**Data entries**
————————

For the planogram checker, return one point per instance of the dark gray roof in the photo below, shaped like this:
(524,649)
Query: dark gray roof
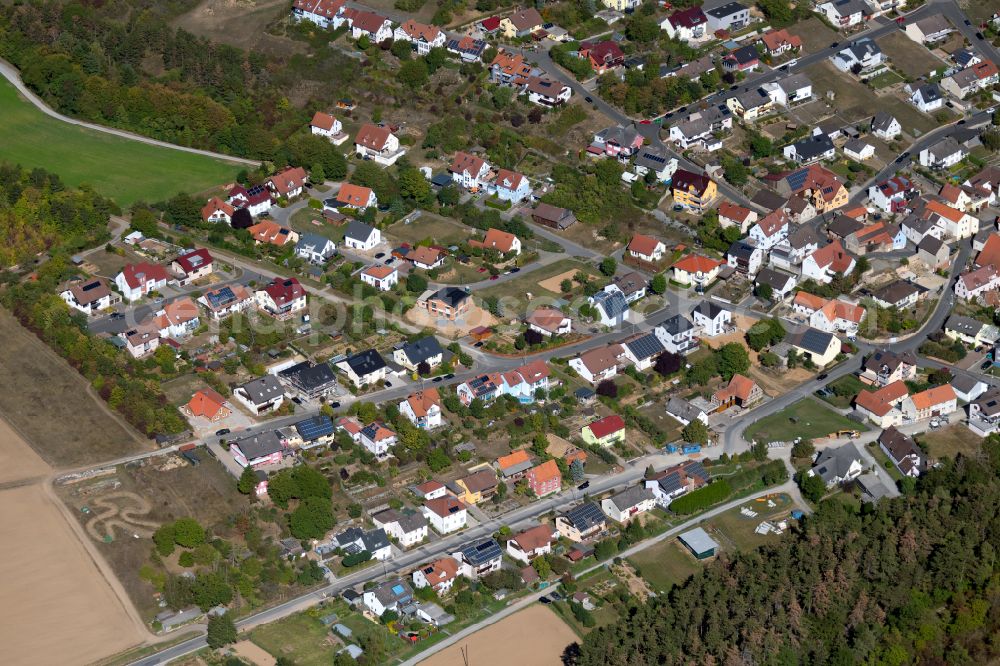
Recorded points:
(812,340)
(481,552)
(422,349)
(631,497)
(358,230)
(645,346)
(677,324)
(585,516)
(365,363)
(775,278)
(262,389)
(260,445)
(836,463)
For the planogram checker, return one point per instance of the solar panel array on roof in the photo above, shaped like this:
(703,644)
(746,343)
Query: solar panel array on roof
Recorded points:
(220,298)
(313,428)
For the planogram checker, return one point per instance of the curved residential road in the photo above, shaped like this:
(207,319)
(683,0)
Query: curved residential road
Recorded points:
(11,73)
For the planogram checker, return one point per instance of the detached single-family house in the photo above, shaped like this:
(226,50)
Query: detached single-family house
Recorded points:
(604,431)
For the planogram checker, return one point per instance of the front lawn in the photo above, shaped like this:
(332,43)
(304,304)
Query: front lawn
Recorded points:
(807,418)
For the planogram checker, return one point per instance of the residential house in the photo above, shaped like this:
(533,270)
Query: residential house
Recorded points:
(544,479)
(971,331)
(743,59)
(549,322)
(514,465)
(629,503)
(711,318)
(892,195)
(264,448)
(392,595)
(611,306)
(137,280)
(927,98)
(616,141)
(881,406)
(886,367)
(88,296)
(217,210)
(928,30)
(655,160)
(531,543)
(596,365)
(423,37)
(271,233)
(741,392)
(581,522)
(448,303)
(730,17)
(423,408)
(327,126)
(377,143)
(521,23)
(809,150)
(308,380)
(677,335)
(826,262)
(781,283)
(685,412)
(439,574)
(696,270)
(422,350)
(315,249)
(642,349)
(408,527)
(475,487)
(902,451)
(885,126)
(288,183)
(356,196)
(364,368)
(479,558)
(207,404)
(778,42)
(858,56)
(256,199)
(935,401)
(177,319)
(732,215)
(771,230)
(262,395)
(820,346)
(323,13)
(469,171)
(943,154)
(688,25)
(898,294)
(383,278)
(603,56)
(604,431)
(281,298)
(838,465)
(933,253)
(844,13)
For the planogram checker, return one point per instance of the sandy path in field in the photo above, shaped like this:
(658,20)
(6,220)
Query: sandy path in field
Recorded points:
(58,608)
(532,637)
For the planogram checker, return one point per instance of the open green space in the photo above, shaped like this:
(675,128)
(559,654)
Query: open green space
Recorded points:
(807,418)
(125,170)
(665,564)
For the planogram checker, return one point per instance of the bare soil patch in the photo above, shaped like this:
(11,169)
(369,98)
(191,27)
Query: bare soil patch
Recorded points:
(52,407)
(540,635)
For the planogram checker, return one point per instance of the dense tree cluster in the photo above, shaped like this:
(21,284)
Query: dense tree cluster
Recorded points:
(911,580)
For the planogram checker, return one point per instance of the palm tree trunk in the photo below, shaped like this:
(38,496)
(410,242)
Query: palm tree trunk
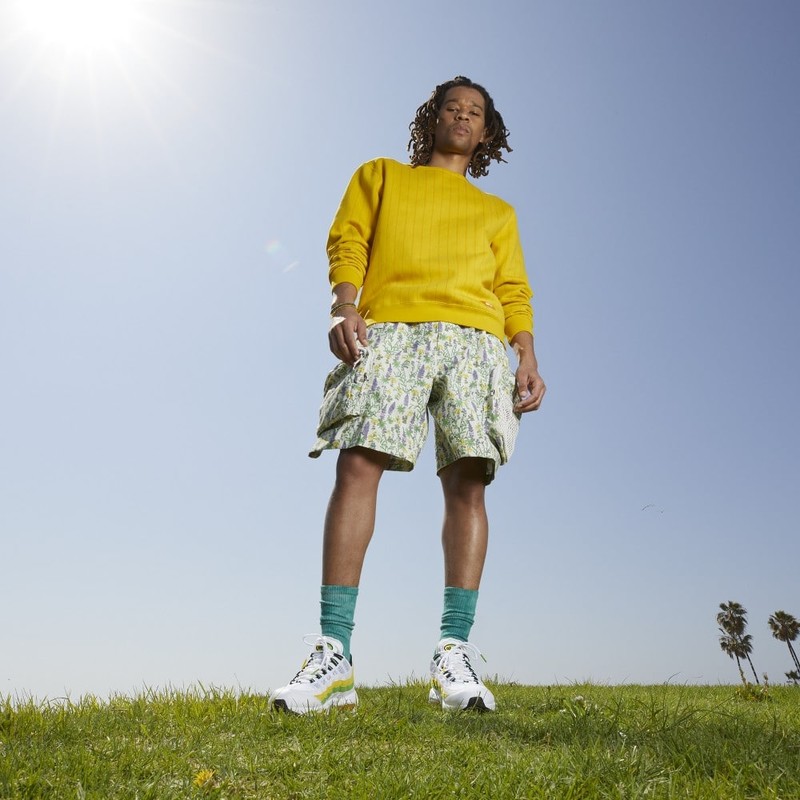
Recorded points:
(794,655)
(741,671)
(754,669)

————————

**ABOUT THIS EXERCISE**
Every entry is to be transcribed exactly, but the pictures are to be left out.

**ANSWER TO THE PROBLEM**
For the planogram checker, return one point per instance of the dark gray roof in the photo below, shaped like this:
(524,649)
Query: dark gray roof
Recorded points:
(812,340)
(481,552)
(422,349)
(631,497)
(358,230)
(645,346)
(677,324)
(585,516)
(365,363)
(775,278)
(262,389)
(260,445)
(836,463)
For the planogram checker, return one point per instance of the solar panel array on roof in the photo above, shaped like this:
(703,644)
(746,343)
Query: solar panel array on roof
Recorded points:
(220,298)
(313,428)
For the planogram checker, return one point per instance of the curved residential road in the photo above, shaped like this:
(207,319)
(683,0)
Query: curved residential road
Recorded points:
(11,73)
For the planogram checker, return one point per instance of the detached single-family house in the photo above, shaped like this:
(226,50)
Query: detached single-family house
Recorded points:
(604,431)
For the planogram checker, return one point per instance of the front lawn in the photo above, shaped like this:
(332,43)
(304,304)
Query: front lawn
Recorded points:
(807,418)
For the planogram checker, return one point per instance of the residential house in the photo above, shaped like this:
(533,270)
Query: residential house
Recorded points:
(544,479)
(971,331)
(743,59)
(549,322)
(514,465)
(629,503)
(711,318)
(892,195)
(264,448)
(392,595)
(611,306)
(137,280)
(927,98)
(616,141)
(881,406)
(886,367)
(88,296)
(217,210)
(928,30)
(655,160)
(531,543)
(596,365)
(423,37)
(271,233)
(741,392)
(581,522)
(448,303)
(730,17)
(423,408)
(327,126)
(377,143)
(521,23)
(809,150)
(308,380)
(677,335)
(826,262)
(781,283)
(685,412)
(439,574)
(696,270)
(422,350)
(315,249)
(642,349)
(408,527)
(475,487)
(902,451)
(885,126)
(288,183)
(356,196)
(364,368)
(479,558)
(207,404)
(778,42)
(858,56)
(256,199)
(935,401)
(177,319)
(732,215)
(771,230)
(262,395)
(820,346)
(323,13)
(469,171)
(943,154)
(688,25)
(898,294)
(383,278)
(603,56)
(604,431)
(281,298)
(838,465)
(933,253)
(844,13)
For the planogram checker, return one point per instance of the sandy path in field in the photo above, shaped like this:
(658,20)
(6,220)
Query: sandy path in field
Recorded points:
(58,608)
(532,637)
For the planogram checker, return one point per instance of the open green space in the photo above, shaped like this:
(675,128)
(559,654)
Query: open green space
Recorded points:
(807,418)
(125,170)
(665,564)
For the planogram checker, return one point per instance of the bare soil patch in the photo above, shaped like this:
(11,169)
(369,98)
(191,27)
Query: bare soil patch
Recorded points:
(52,407)
(540,635)
For the planogram checker, return one point per instance of the dense tree cluster in the photo above, shaped like this:
(21,284)
Query: dense tree cluster
Recorded points:
(911,580)
For the planogram checker, return one point per instance of the palm tree trunk in the photo below, shaped like this:
(38,496)
(410,242)
Query: palm tree trunk
Recorded points:
(794,655)
(741,671)
(754,669)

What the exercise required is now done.